▸ **Data provided**:
☆ ☆ ☆ ☆
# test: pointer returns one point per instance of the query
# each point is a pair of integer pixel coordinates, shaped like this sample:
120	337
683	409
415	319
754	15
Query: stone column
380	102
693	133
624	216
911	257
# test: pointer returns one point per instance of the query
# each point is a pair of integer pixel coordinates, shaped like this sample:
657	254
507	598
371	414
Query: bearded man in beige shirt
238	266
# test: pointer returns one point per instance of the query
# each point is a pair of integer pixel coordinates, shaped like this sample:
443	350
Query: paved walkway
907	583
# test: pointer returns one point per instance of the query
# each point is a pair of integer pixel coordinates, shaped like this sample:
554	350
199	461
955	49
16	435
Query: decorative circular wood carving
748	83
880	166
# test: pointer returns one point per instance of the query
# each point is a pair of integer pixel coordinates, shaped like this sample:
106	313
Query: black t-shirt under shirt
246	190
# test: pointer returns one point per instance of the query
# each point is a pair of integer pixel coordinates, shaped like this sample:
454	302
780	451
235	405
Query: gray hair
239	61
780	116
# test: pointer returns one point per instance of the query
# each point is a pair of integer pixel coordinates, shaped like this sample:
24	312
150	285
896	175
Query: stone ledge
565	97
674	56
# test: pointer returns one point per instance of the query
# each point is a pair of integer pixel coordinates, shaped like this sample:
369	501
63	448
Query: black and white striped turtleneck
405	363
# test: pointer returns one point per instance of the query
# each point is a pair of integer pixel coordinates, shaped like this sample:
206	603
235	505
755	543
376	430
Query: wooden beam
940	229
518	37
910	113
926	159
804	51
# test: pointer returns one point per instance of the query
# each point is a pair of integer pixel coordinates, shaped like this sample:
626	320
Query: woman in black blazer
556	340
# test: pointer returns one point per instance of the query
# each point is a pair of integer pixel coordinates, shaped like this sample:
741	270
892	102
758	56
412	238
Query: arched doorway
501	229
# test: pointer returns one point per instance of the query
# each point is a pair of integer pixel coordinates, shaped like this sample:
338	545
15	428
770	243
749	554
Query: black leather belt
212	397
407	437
☆ ☆ ☆ ☆
▸ **What you should do**: Every record above needs to be copied exactly.

▸ **The completed task**:
# test: pointer returns one point per instance of the query
# each point is a pair of integer pixel coordinates, shaped like this sample:
120	337
683	409
415	319
754	15
Query: stone column
380	102
693	133
624	216
911	257
# test: pointer returns one point per instance of the query
# each point is a pair of integer pixel coordinates, shaped like this sample:
657	254
507	598
371	414
Query: bearded man in beige shirt
238	266
# test: pointer returns one point per instance of the query
# each point is a pair of integer pixel coordinates, shaped like this sample:
443	350
Query: paved walkway
907	583
# test: pointer returns one point per instance of the query
# each point is a pair of integer pixel coordinates, shaped like this sample:
554	350
199	461
955	49
16	435
Query: decorative circular wood carving
748	83
880	166
# test: pointer returns one point per instance of the query
# each point is a pair of integer pixel coordinates, shaped like this sample:
106	313
Query: black t-shirt under shirt
246	190
# test: pointer returns one point per instance of the query
# each point is a pair of integer pixel coordinates, shaped like this sample:
454	302
780	451
235	405
Query: gray hair
239	61
780	116
# test: pointer returns one point per instance of the query
# each point is a pair of integer pixel coordinates, shaped like this sample:
24	312
150	285
896	175
Query: stone ledge
565	97
674	56
# test: pointer returns one point per instance of the query
# each point is a pair of integer pixel coordinates, shaped like this sample:
369	501
63	448
Query: black and white striped turtleneck
405	363
# test: pointer returns one point per instance of the query
# each point is a pair of integer pixel coordinates, shaped like this sample:
206	603
235	505
755	543
376	430
Query: wooden beam
940	229
518	37
910	113
926	159
804	51
# test: pointer returns one point per instance of the query
# each point is a pair of integer pixel coordinates, shaped like this sample:
626	320
Query: woman in black blazer
556	340
# test: pointer returns one point per instance of the query
# each point is a pair of integer pixel coordinates, shaped like this sample:
741	270
892	102
758	56
412	238
Query: arched doorway
501	229
# test: pointer returns one point per instance of the query
# each point is a pair of integer pixel coordinates, shaped like this sample:
338	545
15	428
770	243
749	554
Query: black leather belt
212	397
407	437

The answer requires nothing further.